____ DATA EXTRACT

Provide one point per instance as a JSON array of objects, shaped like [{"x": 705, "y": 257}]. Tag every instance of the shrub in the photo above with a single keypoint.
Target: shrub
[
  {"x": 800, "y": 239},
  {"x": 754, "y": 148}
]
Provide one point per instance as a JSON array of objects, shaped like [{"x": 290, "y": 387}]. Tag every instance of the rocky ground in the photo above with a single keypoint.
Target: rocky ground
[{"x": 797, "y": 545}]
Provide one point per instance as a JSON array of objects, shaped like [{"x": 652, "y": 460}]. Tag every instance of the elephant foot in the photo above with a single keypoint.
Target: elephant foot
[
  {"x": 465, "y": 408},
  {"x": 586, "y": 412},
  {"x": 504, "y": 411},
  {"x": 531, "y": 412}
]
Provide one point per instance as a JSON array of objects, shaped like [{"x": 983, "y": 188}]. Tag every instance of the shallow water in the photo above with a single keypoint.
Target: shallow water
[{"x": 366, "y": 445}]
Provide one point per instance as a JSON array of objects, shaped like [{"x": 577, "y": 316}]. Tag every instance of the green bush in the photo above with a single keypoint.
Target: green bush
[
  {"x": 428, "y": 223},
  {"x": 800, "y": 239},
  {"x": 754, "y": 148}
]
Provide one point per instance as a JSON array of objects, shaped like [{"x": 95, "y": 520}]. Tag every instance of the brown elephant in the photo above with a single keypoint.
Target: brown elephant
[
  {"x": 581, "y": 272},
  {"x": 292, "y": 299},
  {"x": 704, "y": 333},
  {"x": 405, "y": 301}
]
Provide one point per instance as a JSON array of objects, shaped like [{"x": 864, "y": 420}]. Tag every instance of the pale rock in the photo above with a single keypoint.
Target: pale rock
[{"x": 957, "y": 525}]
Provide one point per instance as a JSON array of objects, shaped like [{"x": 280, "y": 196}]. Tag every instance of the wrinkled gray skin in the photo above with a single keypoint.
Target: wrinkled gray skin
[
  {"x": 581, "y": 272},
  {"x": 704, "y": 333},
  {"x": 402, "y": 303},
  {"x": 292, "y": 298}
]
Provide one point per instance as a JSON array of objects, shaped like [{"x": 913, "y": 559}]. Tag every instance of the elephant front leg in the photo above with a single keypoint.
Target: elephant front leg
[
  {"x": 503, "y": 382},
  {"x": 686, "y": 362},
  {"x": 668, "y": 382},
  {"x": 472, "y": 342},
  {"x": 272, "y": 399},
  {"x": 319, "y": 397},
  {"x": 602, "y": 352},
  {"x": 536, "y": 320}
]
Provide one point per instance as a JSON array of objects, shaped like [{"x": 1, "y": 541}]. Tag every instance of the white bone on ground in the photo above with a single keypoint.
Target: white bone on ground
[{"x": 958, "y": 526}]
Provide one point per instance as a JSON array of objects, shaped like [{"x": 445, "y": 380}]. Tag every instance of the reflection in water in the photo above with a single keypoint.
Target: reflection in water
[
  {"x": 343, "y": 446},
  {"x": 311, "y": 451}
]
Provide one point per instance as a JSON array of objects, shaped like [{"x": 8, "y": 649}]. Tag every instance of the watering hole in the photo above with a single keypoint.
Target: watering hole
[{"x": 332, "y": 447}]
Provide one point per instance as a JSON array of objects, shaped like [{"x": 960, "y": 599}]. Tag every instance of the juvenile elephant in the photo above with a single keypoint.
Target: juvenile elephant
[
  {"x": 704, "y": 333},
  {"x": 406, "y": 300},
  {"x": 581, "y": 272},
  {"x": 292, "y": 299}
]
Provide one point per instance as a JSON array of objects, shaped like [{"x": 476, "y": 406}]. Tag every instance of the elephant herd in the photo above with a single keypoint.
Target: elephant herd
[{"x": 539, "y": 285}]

________

§ **REQUIREMENTS**
Return every entry verbatim.

§ **THE RESPONSE**
Provide one point per instance as a JSON array of objects, shaped like [{"x": 705, "y": 257}]. Tag every instance of the shrub in the photo above with a single keypoint.
Target: shrub
[
  {"x": 800, "y": 239},
  {"x": 754, "y": 148}
]
Provide one point per instance as a JSON array of objects, shaped like [{"x": 290, "y": 387}]. Tag every instance of the rocky ground in the photo above with a single keypoint.
Target: rocky ground
[{"x": 797, "y": 545}]
Provide one point per instance as a JSON array of objects, shaped like [{"x": 652, "y": 460}]. Tag every instance of the elephant foot in the photo above with a single keypoint.
Target: elephant foot
[
  {"x": 465, "y": 408},
  {"x": 586, "y": 412},
  {"x": 504, "y": 411},
  {"x": 531, "y": 412}
]
Provide one point per instance as a JSON array of objects, shaped like [{"x": 983, "y": 188}]. Tag every instance of the shallow water in the photo above with a single keypoint.
Target: shallow water
[{"x": 366, "y": 445}]
Provide one point per instance as a JSON array of objects, shaped like [{"x": 577, "y": 316}]. Tag every instance of the green bush in the photo above with a single keypoint.
Target: green bush
[
  {"x": 428, "y": 223},
  {"x": 800, "y": 239},
  {"x": 754, "y": 148}
]
Provide one point per instance as a JSON array of objects, shaped like [{"x": 95, "y": 520}]. Tag every instance of the brown elephant in the photo above with a single keypoint.
Target: brown elephant
[
  {"x": 581, "y": 272},
  {"x": 292, "y": 299},
  {"x": 704, "y": 333},
  {"x": 405, "y": 301}
]
Provide one point per instance as a JSON array of objects, shaped like [{"x": 864, "y": 420}]. Tag every instance of the pale rock in the photo above with a single keypoint.
Target: pale rock
[{"x": 957, "y": 525}]
Provide one point per instance as a JSON array of objects, shaped like [{"x": 280, "y": 196}]. Tag every instance of the wrinkled gray skin in the photo above with a single keypoint.
Target: wrinkled gray skin
[
  {"x": 581, "y": 272},
  {"x": 704, "y": 333},
  {"x": 402, "y": 303},
  {"x": 292, "y": 298}
]
Provide one point per instance as a JSON array of objects, shaped like [{"x": 913, "y": 559}]. Tag every instance of the elephant front leg in the photo above with a single keypoint.
Target: elephant front leg
[
  {"x": 503, "y": 382},
  {"x": 686, "y": 362},
  {"x": 668, "y": 382},
  {"x": 472, "y": 342},
  {"x": 272, "y": 399},
  {"x": 319, "y": 397},
  {"x": 602, "y": 352},
  {"x": 536, "y": 320}
]
Provide one point per instance as a JSON array of objects, shaped like [{"x": 1, "y": 541}]. Tag every instance of the white bone on ground in the photo above with a single keypoint.
Target: white bone on ground
[{"x": 958, "y": 526}]
Provide one point per instance as a JSON array of objects, shaped like [{"x": 445, "y": 380}]. Tag every instance of the reflection in water in the photo above with a single keypoint.
Target: reflection in water
[
  {"x": 343, "y": 446},
  {"x": 311, "y": 451}
]
Provide one point per instance as a JSON array of objects, shaped like [{"x": 8, "y": 649}]. Tag every instance of the watering hole in the photo above with a single keypoint.
Target: watering hole
[{"x": 332, "y": 447}]
Provide one point per instance as a JSON array of objects, shaped like [{"x": 960, "y": 599}]. Tag every instance of the juvenile elephant in the photo above with a single keypoint.
Target: juvenile elephant
[
  {"x": 704, "y": 333},
  {"x": 406, "y": 300},
  {"x": 581, "y": 272},
  {"x": 292, "y": 299}
]
Provide one point per instance as a JSON array of objects, shaped like [{"x": 476, "y": 406}]. Tag every instance of the elephant herd in the photo above with a single keypoint.
Target: elephant herd
[{"x": 539, "y": 285}]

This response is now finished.